--- Extrait fourni ---

Lors du Congrès de l’immobilier -entendez le Congrès annuel de la FNAIM désormais ouvert aux non adhérents-, la ministre du logement, de l’égalité des territoires et de la ruralité a ouvert deux chantiers législatifs et a confié au Conseil national de la transaction et de la gestion immobilières la mission de les préparer: le lien entre numérique et transaction d’une part, la refonte du mode de rétribution des agents immobiliers d’autre part. Ces deux sujets sont-ils distincts? Rien n’est moins sûr.

On ne peut nier que le numérique ait transfiguré la transaction immobilière, et ce de plusieurs façons. C’est d’abord, avec l’Internet, un nouveau canal de commercialisation qui a vu le jour, jusqu’à périmer les autres. Il y a dix ans encore, la vitrine générait 80% des ventes et des locations, alors que les autres moyens, la presse ou l’Internet, n’en déclenchaient que 20%. Aujourd’hui, cette proportion s’est inversée au sens algébrique du terme et la tendance est à ce que les sites d’annonces digitales provoquent la quasi-totalité des transactions. L’avénement du site professionnel Bien’ici intervient dans ce cadre et démontre la conscience de la communauté des agents immobiliers quant à la prééminence de l’Internet. Au demeurant, le modèle professionnel des réseaux de mandataires, qui exercent sans aucun ancrage physique, à partir d’un site, pousse cette logique à son terme et ne manque pas d’interpeler les acteurs traditionnels et les observateurs du marché.

--- Extrait source ---

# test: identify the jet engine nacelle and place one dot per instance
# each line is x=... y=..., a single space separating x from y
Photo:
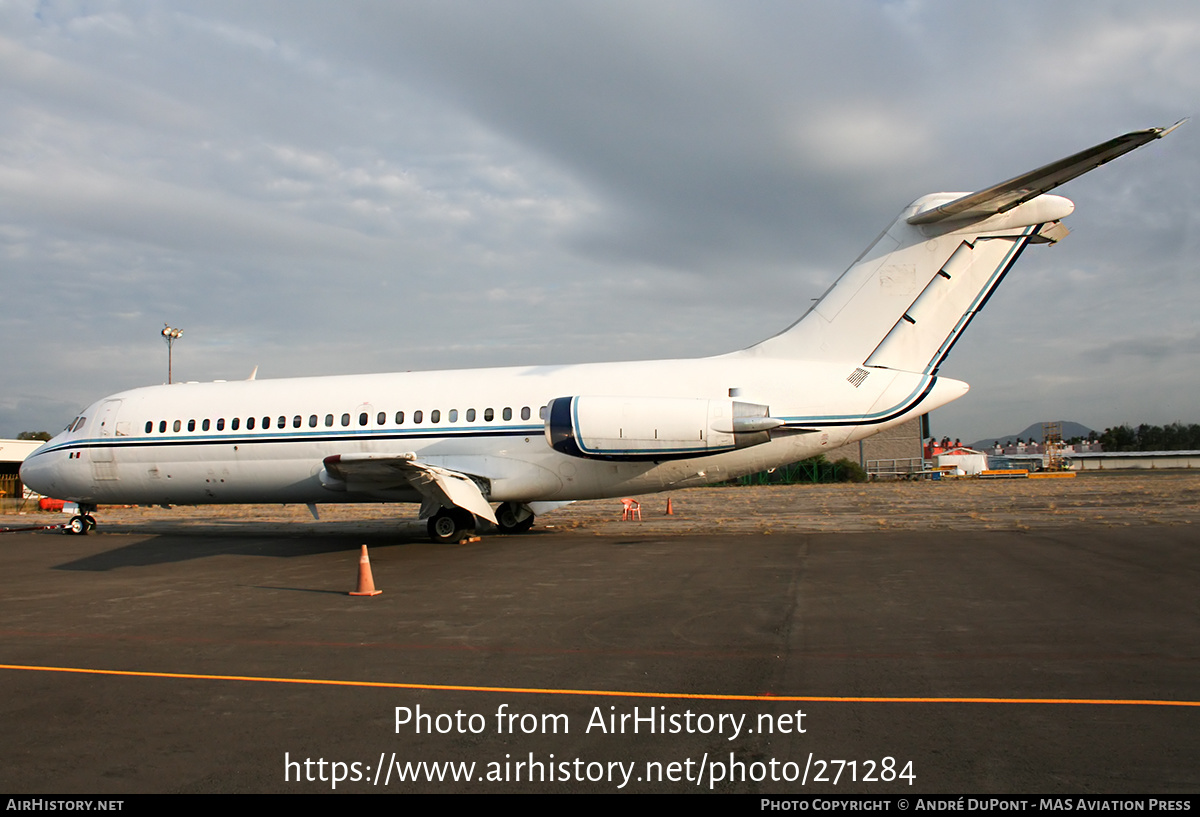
x=652 y=428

---

Objectif 1. Présentez sous forme de liste à puces les principaux faits du paragraphe de l'extrait sur la transaction immobilière qui commence par « On ne peut nier que le numérique ».
Objectif 2. Transcrivez fidèlement le passage de l'extrait sur la transaction immobilière allant de « Lors du Congrès » jusqu'à « n’est moins sûr. » inclus.

Réponse 1.
- Le numérique a profondément transformé la transaction immobilière.
- L'Internet est devenu un nouveau canal de commercialisation, au point de rendre les autres obsolètes.
- Il y a dix ans, la vitrine générait 80 % des ventes et des locations, contre 20 % pour la presse et l'Internet.
- Cette proportion s'est aujourd'hui inversée, et les sites d'annonces digitales tendent à provoquer la quasi-totalité des transactions.
- Le lancement du site professionnel Bien'ici montre que les agents immobiliers ont conscience de la prééminence de l'Internet.
- Les réseaux de mandataires exercent à partir d'un site, sans aucun ancrage physique, et poussent cette logique à son terme, ce qui interpelle les acteurs traditionnels et les observateurs du marché.

Réponse 2.
Lors du Congrès de l’immobilier -entendez le Congrès annuel de la FNAIM désormais ouvert aux non adhérents-, la ministre du logement, de l’égalité des territoires et de la ruralité a ouvert deux chantiers législatifs et a confié au Conseil national de la transaction et de la gestion immobilières la mission de les préparer: le lien entre numérique et transaction d’une part, la refonte du mode de rétribution des agents immobiliers d’autre part. Ces deux sujets sont-ils distincts? Rien n’est moins sûr.